=== WHAT TO DO ===
Could you write out each of the records below exactly?

=== RECORD SET ===

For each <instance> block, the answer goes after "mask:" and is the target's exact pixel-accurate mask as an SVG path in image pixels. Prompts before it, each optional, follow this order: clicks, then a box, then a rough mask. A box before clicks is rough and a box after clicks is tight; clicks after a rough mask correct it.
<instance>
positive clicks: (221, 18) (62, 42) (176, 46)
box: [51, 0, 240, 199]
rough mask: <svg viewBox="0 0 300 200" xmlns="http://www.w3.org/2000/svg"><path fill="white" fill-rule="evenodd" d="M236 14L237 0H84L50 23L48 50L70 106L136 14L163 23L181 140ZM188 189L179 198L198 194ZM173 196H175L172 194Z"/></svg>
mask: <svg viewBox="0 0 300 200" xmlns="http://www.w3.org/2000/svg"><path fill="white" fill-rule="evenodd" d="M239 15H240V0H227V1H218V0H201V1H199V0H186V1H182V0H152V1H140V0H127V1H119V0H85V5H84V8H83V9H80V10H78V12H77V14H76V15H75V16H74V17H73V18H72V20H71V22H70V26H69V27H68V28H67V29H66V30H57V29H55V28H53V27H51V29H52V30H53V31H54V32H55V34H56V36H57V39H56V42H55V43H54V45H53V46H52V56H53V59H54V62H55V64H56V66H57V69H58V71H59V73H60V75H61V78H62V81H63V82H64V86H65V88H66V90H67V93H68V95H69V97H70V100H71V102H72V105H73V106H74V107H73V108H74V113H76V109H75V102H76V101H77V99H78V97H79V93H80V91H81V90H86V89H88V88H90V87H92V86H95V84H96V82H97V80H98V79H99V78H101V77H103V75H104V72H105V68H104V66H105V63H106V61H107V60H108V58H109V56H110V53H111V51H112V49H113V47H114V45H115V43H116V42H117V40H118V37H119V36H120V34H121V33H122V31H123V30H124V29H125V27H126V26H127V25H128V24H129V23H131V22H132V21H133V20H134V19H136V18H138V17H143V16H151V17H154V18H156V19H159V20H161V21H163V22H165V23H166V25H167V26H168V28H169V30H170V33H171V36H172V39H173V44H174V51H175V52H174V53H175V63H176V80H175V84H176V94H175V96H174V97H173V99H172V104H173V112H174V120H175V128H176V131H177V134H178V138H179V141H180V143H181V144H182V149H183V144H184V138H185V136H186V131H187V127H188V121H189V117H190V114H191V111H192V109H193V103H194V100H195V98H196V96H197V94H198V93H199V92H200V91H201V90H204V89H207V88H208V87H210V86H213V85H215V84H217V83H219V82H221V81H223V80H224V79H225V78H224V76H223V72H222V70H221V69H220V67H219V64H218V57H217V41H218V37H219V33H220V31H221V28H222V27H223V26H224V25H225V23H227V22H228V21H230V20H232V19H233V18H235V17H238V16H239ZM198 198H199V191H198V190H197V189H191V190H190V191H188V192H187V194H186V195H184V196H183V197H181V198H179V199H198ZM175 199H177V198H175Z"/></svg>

=== TASK SOLUTION ===
For each <instance> block, the answer goes after "mask:" and is the target's exact pixel-accurate mask as an SVG path in image pixels. Prompts before it, each optional, follow this order: clicks, then a box, then a rough mask. A box before clicks is rough and a box after clicks is tight; clicks after a rough mask correct it.
<instance>
positive clicks: (221, 18) (62, 42) (176, 46)
box: [51, 0, 240, 199]
rough mask: <svg viewBox="0 0 300 200" xmlns="http://www.w3.org/2000/svg"><path fill="white" fill-rule="evenodd" d="M236 14L237 0H84L50 23L48 50L70 106L136 14L163 23L181 140ZM188 189L179 198L198 194ZM173 196H175L172 194Z"/></svg>
mask: <svg viewBox="0 0 300 200" xmlns="http://www.w3.org/2000/svg"><path fill="white" fill-rule="evenodd" d="M239 15H240V0H227V1H218V0H201V1H199V0H186V1H182V0H152V1H140V0H127V1H119V0H85V5H84V8H83V9H80V10H78V12H77V14H76V15H75V16H74V17H73V18H72V20H71V22H70V26H69V27H68V28H67V29H66V30H57V29H55V28H53V27H51V29H52V30H53V31H54V32H55V34H56V36H57V39H56V42H55V43H54V45H53V46H52V56H53V59H54V62H55V64H56V66H57V69H58V71H59V73H60V75H61V78H62V81H63V82H64V86H65V88H66V90H67V93H68V95H69V97H70V100H71V102H72V105H73V106H74V107H73V108H74V113H76V109H75V102H76V101H77V99H78V97H79V93H80V91H81V90H86V89H88V88H90V87H92V86H95V84H96V82H97V80H98V79H99V78H101V77H103V75H104V72H105V68H104V66H105V63H106V61H107V60H108V58H109V56H110V53H111V51H112V49H113V47H114V45H115V43H116V42H117V40H118V37H119V36H120V34H121V33H122V31H123V30H124V29H125V27H126V26H127V25H128V24H129V23H131V22H132V21H133V20H134V19H136V18H138V17H143V16H151V17H154V18H156V19H159V20H161V21H163V22H165V23H166V25H167V26H168V28H169V30H170V33H171V36H172V39H173V44H174V51H175V52H174V53H175V63H176V80H175V84H176V94H175V96H174V97H173V99H172V104H173V112H174V120H175V128H176V131H177V134H178V138H179V141H180V143H181V144H182V149H183V144H184V138H185V136H186V131H187V127H188V121H189V117H190V114H191V111H192V109H193V103H194V100H195V98H196V96H197V94H198V93H199V92H200V91H201V90H204V89H207V88H208V87H210V86H213V85H215V84H217V83H219V82H221V81H223V80H224V79H225V78H224V76H223V72H222V70H221V69H220V67H219V64H218V57H217V41H218V37H219V33H220V31H221V28H222V27H223V26H224V25H225V23H227V22H228V21H230V20H232V19H233V18H235V17H238V16H239ZM198 198H199V191H198V190H197V189H191V190H190V191H188V192H187V194H186V195H184V196H183V197H181V198H179V199H198ZM175 199H177V198H175Z"/></svg>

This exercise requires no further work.